Spatial annotation records
┏━━

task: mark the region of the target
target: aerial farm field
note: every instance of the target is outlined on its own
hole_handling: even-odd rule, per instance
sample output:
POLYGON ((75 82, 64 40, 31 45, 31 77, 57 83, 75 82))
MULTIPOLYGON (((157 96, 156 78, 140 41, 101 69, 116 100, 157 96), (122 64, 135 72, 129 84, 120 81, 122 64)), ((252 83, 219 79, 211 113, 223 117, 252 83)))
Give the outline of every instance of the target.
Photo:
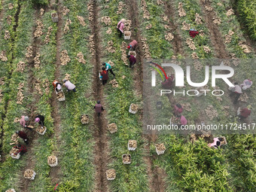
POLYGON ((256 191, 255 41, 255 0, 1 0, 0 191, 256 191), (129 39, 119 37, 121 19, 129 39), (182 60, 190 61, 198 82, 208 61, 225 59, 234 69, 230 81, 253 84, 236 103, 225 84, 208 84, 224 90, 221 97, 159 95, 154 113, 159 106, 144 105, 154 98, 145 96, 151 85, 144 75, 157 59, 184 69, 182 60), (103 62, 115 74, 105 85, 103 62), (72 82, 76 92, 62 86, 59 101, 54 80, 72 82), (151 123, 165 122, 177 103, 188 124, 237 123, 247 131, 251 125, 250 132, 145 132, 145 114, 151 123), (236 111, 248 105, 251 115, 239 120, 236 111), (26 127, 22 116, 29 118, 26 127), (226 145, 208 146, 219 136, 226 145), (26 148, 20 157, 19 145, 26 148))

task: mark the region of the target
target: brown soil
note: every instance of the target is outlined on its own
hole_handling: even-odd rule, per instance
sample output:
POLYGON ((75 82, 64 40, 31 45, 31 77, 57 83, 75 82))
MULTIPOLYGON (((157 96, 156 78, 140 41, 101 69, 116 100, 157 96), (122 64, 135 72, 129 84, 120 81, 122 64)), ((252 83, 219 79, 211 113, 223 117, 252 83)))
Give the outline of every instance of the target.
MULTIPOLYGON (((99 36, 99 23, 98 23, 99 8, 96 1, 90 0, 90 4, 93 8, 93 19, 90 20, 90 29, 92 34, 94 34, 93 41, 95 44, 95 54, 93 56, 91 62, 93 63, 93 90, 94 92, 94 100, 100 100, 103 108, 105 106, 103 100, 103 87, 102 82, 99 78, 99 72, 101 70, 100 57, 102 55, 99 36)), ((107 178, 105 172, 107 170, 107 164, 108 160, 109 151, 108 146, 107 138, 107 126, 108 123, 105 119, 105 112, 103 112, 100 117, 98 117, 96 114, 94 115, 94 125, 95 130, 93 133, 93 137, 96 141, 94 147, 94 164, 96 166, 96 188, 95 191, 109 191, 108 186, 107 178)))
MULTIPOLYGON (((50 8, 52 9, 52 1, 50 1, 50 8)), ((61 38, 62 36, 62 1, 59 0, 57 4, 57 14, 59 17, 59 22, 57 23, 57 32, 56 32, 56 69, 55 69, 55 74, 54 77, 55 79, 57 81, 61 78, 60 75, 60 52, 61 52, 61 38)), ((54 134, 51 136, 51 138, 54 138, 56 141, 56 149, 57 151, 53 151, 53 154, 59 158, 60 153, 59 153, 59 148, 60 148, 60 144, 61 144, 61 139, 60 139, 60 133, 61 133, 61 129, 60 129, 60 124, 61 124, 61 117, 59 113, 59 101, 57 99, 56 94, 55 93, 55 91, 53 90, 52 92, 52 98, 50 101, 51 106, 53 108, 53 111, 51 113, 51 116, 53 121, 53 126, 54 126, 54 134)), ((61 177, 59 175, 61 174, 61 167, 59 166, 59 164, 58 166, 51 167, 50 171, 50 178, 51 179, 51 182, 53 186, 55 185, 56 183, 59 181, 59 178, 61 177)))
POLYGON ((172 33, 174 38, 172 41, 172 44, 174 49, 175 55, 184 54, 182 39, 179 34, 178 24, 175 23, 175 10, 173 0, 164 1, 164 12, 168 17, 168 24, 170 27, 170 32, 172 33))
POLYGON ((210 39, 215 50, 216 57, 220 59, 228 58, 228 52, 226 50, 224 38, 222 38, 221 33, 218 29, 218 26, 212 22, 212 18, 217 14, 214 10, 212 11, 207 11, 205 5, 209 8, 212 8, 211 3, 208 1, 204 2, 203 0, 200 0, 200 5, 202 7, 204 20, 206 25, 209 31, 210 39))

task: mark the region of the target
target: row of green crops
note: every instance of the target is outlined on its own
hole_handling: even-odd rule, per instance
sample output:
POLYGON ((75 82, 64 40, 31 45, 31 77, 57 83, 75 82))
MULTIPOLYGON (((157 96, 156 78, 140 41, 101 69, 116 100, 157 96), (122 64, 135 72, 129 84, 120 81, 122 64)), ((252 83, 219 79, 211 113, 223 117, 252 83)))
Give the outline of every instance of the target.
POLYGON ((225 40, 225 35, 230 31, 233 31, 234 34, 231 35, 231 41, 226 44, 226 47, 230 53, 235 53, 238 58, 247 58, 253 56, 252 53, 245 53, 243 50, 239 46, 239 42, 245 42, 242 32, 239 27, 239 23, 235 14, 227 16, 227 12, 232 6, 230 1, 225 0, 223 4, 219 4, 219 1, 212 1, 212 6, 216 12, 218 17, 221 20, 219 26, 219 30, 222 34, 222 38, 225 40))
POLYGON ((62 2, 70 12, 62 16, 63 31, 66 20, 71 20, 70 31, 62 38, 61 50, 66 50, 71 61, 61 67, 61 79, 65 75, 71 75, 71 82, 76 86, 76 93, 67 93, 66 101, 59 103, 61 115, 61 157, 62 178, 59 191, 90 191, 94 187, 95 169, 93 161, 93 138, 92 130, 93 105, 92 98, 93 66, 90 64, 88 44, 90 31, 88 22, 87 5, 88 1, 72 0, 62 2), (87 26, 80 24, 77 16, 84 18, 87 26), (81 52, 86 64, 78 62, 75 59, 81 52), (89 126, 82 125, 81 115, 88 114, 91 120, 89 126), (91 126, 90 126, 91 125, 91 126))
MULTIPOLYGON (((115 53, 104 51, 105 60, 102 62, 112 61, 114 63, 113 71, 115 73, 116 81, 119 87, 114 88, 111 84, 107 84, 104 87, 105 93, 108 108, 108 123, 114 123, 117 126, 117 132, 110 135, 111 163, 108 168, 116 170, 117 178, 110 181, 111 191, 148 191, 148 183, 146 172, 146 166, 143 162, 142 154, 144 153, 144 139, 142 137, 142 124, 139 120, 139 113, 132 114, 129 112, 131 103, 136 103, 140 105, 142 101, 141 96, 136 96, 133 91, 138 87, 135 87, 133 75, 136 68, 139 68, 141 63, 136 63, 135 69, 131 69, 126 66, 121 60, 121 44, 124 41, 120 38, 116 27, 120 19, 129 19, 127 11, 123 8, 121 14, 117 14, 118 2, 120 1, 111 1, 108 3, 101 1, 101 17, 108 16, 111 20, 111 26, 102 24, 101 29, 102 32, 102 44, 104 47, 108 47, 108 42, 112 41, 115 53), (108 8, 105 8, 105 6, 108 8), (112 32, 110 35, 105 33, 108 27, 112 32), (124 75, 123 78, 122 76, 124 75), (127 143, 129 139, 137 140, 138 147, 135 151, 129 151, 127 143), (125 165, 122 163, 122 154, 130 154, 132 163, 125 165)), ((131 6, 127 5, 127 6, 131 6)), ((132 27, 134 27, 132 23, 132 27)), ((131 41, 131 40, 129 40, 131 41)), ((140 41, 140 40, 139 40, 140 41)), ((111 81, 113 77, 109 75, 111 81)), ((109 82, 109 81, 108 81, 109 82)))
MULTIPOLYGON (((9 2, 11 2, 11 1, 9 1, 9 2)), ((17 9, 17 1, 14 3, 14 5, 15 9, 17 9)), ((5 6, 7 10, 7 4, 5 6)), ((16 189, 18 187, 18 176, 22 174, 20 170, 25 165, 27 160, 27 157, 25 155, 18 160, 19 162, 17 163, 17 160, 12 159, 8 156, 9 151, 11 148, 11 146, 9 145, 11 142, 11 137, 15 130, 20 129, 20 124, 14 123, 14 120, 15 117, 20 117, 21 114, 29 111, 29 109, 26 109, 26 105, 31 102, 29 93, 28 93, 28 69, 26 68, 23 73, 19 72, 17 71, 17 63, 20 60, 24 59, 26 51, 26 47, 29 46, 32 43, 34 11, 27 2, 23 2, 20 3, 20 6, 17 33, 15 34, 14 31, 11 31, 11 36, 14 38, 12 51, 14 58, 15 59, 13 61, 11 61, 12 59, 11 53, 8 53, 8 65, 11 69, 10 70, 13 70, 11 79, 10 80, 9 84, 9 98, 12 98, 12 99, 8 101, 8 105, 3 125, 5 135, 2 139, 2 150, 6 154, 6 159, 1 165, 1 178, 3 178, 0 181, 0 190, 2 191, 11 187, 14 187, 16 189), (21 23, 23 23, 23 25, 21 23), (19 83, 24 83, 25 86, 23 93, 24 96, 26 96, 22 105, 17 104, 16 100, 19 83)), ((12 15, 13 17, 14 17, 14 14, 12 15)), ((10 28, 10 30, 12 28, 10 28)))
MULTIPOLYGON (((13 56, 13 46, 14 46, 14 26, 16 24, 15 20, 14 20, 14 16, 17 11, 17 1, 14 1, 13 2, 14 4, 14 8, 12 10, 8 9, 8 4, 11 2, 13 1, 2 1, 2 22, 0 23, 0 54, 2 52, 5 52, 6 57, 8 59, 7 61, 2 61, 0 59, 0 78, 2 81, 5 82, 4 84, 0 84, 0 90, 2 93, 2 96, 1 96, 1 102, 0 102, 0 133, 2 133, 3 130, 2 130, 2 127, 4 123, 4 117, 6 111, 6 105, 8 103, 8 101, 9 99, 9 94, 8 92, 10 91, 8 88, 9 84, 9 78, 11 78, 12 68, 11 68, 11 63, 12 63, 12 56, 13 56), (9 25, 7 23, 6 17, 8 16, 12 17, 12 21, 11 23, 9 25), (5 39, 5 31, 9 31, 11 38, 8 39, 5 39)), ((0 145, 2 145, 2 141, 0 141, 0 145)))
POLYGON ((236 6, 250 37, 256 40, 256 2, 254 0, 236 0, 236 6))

┗━━

TASK GOAL
Rename "instance" to "occurrence" in the listing, starting with its first line and going on through the line with "POLYGON ((256 191, 255", that line included, and write those lines out again with nothing else changed. Leave the pictures out.

FULL ANSWER
task: mark the region of the target
target: aerial farm field
note: every occurrence of the target is outlined on its own
hole_handling: even-odd rule, per occurrence
sample output:
POLYGON ((75 82, 64 40, 31 45, 31 77, 57 83, 75 82))
MULTIPOLYGON (((157 96, 156 78, 140 41, 101 69, 116 100, 157 96), (122 64, 135 72, 129 84, 120 81, 122 64)), ((252 83, 219 79, 211 113, 223 117, 252 83)))
Give the outline of every occurrence of the target.
Photo:
POLYGON ((256 191, 255 41, 255 0, 1 0, 0 191, 256 191), (129 39, 119 37, 121 19, 129 39), (182 60, 190 61, 198 82, 208 61, 225 59, 234 69, 230 81, 253 84, 236 103, 225 84, 208 84, 224 90, 221 97, 159 95, 154 113, 159 106, 144 105, 154 98, 145 96, 151 85, 144 75, 157 59, 184 69, 182 60), (103 62, 115 74, 105 85, 103 62), (72 82, 76 92, 62 86, 59 101, 54 80, 72 82), (151 123, 165 122, 177 103, 188 124, 237 123, 247 131, 251 125, 250 132, 145 132, 145 114, 151 123), (236 111, 248 105, 251 115, 239 120, 236 111), (26 127, 22 116, 29 118, 26 127), (226 145, 208 146, 219 136, 226 145), (26 148, 20 157, 19 145, 26 148))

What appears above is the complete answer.